▶ **Exercise**: Find every line of the records below that contains the word "sand", and copy each of those lines in full.

_ _ _ _ _

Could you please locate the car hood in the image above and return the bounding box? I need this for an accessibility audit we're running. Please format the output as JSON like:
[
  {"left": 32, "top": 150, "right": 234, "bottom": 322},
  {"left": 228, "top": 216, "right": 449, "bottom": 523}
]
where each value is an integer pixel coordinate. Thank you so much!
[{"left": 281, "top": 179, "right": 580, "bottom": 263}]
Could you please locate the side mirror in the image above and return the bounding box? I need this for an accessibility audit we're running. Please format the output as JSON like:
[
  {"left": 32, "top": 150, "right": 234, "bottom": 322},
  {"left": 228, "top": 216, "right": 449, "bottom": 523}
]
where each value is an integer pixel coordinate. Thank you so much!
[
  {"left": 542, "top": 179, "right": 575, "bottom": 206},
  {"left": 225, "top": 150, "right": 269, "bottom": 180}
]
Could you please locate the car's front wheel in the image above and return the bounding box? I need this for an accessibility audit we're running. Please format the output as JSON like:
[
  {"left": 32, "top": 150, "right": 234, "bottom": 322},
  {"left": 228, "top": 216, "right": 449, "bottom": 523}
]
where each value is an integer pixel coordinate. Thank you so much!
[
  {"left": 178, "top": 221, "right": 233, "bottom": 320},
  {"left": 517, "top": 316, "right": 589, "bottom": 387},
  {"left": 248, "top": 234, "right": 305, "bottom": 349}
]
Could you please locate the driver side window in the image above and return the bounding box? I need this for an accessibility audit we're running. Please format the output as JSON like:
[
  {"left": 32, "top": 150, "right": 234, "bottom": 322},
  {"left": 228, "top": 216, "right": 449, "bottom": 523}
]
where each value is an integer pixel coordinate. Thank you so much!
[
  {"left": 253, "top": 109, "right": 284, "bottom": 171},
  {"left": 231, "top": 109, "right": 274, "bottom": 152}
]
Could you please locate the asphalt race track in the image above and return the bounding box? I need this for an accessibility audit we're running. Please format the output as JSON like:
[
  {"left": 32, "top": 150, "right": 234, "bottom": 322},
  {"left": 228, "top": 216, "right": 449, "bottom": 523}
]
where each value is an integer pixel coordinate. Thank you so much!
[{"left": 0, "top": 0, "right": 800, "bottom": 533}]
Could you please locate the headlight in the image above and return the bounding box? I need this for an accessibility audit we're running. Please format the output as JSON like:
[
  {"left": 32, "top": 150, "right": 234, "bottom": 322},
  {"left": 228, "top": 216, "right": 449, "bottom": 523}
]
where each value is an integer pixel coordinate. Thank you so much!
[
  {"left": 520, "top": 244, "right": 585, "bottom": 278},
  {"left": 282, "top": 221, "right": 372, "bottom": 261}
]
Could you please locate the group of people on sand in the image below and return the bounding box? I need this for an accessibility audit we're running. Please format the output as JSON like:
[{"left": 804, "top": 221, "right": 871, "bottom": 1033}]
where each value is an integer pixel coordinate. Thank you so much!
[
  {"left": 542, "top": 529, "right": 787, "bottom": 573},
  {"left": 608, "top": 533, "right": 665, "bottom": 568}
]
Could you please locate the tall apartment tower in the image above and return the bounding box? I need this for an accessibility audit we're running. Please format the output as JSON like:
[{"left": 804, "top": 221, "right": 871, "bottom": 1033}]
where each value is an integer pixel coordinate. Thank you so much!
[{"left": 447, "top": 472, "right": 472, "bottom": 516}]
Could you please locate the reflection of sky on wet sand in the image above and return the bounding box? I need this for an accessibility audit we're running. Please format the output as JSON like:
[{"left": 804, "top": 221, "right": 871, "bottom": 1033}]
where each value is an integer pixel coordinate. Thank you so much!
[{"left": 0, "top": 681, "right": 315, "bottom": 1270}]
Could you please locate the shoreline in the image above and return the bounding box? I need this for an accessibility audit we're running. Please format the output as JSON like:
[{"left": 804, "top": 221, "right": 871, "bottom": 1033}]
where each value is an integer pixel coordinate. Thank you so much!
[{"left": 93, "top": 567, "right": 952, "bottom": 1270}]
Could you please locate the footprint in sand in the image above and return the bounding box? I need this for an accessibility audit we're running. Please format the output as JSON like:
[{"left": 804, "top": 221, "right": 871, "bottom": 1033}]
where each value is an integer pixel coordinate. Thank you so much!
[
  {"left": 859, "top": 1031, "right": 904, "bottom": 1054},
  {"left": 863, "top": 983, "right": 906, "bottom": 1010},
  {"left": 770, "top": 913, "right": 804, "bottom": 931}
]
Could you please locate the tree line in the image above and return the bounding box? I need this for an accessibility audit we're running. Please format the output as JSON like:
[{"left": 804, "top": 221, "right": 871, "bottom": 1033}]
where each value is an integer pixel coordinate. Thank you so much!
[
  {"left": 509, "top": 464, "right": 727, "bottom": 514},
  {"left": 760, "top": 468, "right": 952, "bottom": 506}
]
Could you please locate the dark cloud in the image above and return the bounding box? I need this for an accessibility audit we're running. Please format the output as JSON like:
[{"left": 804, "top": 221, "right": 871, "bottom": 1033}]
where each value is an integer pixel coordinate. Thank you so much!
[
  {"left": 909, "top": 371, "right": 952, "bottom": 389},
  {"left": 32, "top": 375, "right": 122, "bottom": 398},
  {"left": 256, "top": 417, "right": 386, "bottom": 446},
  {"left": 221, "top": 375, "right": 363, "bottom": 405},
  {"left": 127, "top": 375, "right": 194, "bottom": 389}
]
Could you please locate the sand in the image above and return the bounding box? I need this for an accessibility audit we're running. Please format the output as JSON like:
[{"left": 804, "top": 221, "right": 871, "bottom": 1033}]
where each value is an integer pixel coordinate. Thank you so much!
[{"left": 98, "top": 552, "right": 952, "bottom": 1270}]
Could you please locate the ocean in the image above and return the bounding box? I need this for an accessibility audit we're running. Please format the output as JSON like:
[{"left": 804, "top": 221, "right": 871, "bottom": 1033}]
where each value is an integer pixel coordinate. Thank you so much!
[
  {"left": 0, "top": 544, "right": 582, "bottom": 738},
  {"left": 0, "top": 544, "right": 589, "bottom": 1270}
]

_ _ _ _ _

▶ **Exercise response**:
Could you please locate the group of people on sand in the image below and return the bounding box? I need this for an accessibility audit we're running. Please format the output as JSON like:
Could you please locate the reflection of sky on wet sand in the image above and return the bounding box? I need this for an accessibility audit we're running. Please format the output as JSON like:
Could you please locate the footprint in sand in the image above and return the bounding box? I need this for an accessibility audit we're running. Please format the output as JSON like:
Could you please locate the sand in the image above and return the bounding box? I need this for an accessibility audit we're running. Please format the output as JSON like:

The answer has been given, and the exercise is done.